## Tarea a realizar:
Retoma la crónica sobre la corrida de Palha en Madrid y continúala a partir de su última frase.

## Fragmento para leer:
::::

Por supuesto que respeto y valoro que Robleño, Castaño y
Alberto Aguilar se apuntaran a la corrida de Palha y que aguantaran allí hasta
el final con una dignidad bárbara, la misma que le falta a muchos cuando se
ponen a exigir una admiración no ganada, con unos animalejos chicos, insulsos y
bobones. Pero uno realmente no va a los toros a ver a tres valientes, además se
espera que aporten algo más que valentía. No quiero ni locos, ni suicidas, ni
desesperados, ni gladiadores, yo quiero ver toreros que sepan como dominar a un
toro con el capote y la muleta.
Orgulloso estará el señor Folque de lo que echó al ruedo de
Madrid. Toros que parecían un catálogo de los horrores taurinos, solo a primera
vista. Luego al verlos evolucionar la cosa empeoraba ostensiblemente,
ostentóreamente, como diría el expresidente de uno de los líderes actuales de
la liga de las estrellas. El primero justito de presencia, empujó de lado y
luego le valió con un picotazo y las banderillas que le hicieron revolverse de
dolor; con un pitón izquierdo para no perdérselo de vista, pues más parecía la
llave a la enfermería, que se pasaban de unos a otros los toros portugueses. El
segundo de una lámina preciosa para ser una cabra, no tanto para toro de lidia,
entraba a los capotes como lo hacen los mulos a la alfalfa, empujó sin codicia
alguna en el caballo e incluso se arrancó con cierta alegría en la segunda
vara, desde media distancia. La misma desde la que acudió a la muleta al inicio
de la faena, pero ya con mucha menos galanura; era el prólogo de un último
acto, en el que al animal le tocó el papel de zombi, o sea, de muerto viviente,
para que se me entienda, pero con las fuerzas suficientes y malas entrañas de
enganchar a su matador y buscarle cuando este estaba en la arena a su merced.

::::

## Filas:
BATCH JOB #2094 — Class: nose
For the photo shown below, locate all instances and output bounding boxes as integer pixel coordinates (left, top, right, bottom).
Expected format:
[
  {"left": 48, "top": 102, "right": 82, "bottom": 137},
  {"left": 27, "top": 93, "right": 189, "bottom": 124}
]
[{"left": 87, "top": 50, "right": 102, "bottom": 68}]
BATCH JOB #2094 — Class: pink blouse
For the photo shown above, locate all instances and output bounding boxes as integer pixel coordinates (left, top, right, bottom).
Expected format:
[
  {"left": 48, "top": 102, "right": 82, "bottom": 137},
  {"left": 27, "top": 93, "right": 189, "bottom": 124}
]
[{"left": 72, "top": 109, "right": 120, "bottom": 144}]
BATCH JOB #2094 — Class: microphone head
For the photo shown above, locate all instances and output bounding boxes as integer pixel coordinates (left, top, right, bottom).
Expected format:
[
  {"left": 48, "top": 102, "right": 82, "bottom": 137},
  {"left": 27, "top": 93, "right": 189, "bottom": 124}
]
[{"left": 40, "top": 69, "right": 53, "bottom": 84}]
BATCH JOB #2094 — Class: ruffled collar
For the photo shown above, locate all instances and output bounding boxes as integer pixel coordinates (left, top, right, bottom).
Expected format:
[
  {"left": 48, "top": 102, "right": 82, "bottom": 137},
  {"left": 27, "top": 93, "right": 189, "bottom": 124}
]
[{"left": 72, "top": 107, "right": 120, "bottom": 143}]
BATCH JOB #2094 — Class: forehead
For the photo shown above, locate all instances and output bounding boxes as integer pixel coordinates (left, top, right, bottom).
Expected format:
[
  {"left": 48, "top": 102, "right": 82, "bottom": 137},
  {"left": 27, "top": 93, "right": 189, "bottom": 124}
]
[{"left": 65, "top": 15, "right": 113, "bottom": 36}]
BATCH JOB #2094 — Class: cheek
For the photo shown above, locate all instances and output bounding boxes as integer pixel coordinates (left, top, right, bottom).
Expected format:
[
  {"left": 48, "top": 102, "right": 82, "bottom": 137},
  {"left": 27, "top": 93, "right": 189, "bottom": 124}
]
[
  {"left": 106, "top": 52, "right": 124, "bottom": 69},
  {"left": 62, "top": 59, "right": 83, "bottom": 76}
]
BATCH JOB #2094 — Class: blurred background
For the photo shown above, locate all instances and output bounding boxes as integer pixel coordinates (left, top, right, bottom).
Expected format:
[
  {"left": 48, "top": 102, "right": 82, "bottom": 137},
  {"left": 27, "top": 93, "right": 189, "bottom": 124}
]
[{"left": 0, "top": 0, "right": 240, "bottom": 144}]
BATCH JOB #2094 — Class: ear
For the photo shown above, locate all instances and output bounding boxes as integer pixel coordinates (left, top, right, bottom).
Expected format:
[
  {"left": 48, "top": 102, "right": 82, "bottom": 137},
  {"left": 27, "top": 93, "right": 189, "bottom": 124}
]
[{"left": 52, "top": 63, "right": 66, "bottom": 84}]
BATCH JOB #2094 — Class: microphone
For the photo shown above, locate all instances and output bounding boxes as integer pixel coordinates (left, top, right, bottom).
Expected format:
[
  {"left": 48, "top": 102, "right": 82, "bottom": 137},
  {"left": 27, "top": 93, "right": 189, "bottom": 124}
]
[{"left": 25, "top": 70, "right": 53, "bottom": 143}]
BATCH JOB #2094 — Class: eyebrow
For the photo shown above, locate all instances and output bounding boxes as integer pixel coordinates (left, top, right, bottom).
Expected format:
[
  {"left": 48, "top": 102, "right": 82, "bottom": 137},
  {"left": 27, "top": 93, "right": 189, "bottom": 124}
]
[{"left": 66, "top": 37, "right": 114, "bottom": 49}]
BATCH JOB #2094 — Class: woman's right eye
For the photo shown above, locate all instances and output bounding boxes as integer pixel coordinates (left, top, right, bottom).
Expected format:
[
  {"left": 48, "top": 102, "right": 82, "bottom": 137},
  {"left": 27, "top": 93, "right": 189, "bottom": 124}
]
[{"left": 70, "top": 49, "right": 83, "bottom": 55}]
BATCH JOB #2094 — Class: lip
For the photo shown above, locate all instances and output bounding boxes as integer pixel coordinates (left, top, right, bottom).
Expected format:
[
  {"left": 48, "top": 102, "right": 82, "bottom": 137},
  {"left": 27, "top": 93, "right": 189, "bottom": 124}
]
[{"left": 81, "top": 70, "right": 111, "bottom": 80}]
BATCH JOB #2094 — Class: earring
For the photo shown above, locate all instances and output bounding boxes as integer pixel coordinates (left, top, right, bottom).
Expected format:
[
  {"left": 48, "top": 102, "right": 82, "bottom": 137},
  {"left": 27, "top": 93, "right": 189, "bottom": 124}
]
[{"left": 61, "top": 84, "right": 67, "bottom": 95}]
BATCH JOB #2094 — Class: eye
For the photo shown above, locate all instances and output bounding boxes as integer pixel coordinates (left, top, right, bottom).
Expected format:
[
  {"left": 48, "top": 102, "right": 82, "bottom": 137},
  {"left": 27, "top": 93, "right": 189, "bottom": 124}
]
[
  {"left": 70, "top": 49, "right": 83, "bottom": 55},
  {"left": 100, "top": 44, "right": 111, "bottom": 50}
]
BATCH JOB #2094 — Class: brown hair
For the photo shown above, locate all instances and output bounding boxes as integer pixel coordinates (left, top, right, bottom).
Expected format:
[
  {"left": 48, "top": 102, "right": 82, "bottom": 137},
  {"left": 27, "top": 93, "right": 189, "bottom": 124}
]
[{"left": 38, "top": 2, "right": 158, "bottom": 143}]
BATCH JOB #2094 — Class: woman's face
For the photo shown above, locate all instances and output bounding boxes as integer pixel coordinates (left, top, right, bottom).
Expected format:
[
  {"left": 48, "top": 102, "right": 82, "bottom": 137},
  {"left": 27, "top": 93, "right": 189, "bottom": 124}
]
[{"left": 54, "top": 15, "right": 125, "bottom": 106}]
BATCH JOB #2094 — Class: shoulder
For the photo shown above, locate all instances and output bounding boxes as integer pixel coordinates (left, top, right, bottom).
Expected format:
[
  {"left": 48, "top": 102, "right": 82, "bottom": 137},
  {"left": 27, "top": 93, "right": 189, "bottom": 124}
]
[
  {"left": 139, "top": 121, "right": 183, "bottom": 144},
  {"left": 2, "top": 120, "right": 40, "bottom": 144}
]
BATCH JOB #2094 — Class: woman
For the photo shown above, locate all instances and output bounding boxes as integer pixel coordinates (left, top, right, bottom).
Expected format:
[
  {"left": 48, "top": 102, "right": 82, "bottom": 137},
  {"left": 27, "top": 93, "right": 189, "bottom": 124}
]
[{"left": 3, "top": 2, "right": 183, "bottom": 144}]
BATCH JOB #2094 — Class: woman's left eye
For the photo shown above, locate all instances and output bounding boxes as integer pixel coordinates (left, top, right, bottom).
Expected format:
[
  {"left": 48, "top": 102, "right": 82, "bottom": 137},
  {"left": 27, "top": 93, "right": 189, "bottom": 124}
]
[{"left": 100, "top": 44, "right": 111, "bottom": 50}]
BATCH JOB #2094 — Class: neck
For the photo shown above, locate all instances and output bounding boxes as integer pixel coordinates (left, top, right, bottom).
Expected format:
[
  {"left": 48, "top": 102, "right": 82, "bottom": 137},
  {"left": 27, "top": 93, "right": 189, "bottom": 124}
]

::::

## Respuesta a la tarea:
El tercero, un novillo casi toro, pero novillo, despreciaba los capotes que le
ofrecían, se volvía al revés, fue al caballo sin pararse, para derribar en esa
primera cita. Para la vez siguiente, como ya se lo sabía, le intentaban poner
en suerte, pero entre que ya no estaba para caballos y entre que los de a pie
no eran capaces de quitárselo de encima con un remate, tardó un mundo en volver
al peto, que fue el que pagó la cuenta de su mansedumbre. Mientras le tapaban
la salida corneó y corneó la guata, o sucedáneo. Un toro complicado, haciendo
hilo y con mucho que torear, cruzándose mucho en las embestidas, parándose, una
joya. Al cuarto no se le vio en el caballo, pues las dos veces le metieron
debajo del peto, empujaba fijo de lado, con el pitón izquierdo, que parecía el
que tenía más entrenado para soltar tarascadas, convirtiendo el segundo tercio
en un continuo ay. Esperaba a los de los palos, se dolía de los arpones. Podía
estar dispuesto para muchas cosas, pero no para que se parara nadie a pegarle
pases. Un derrote escalofriante que el matador esquivó como pudo. Otra prenda
del afamado ganadero portugués. El quinto era otra cabra, pero vaya cuernos,
que no es que me queje yo del tamaño, pero si la cosa va en armonía, cuerpo,
cabeza, edad, peso, casi es mejor, porque entonces podremos hablar de trapío,
que no es ni muchos cuernos, ni mucho peso, ni muy grandón, el trapío es algo más
serio que eso. Pues como decía, el quinto ya salió escarbando, fue al caballo
al relance y se quedó parado en el peto, sin hacer intención de nada. En la
segunda vara se le metió debajo del caballo, sin tan siquiera señalar el puyazo.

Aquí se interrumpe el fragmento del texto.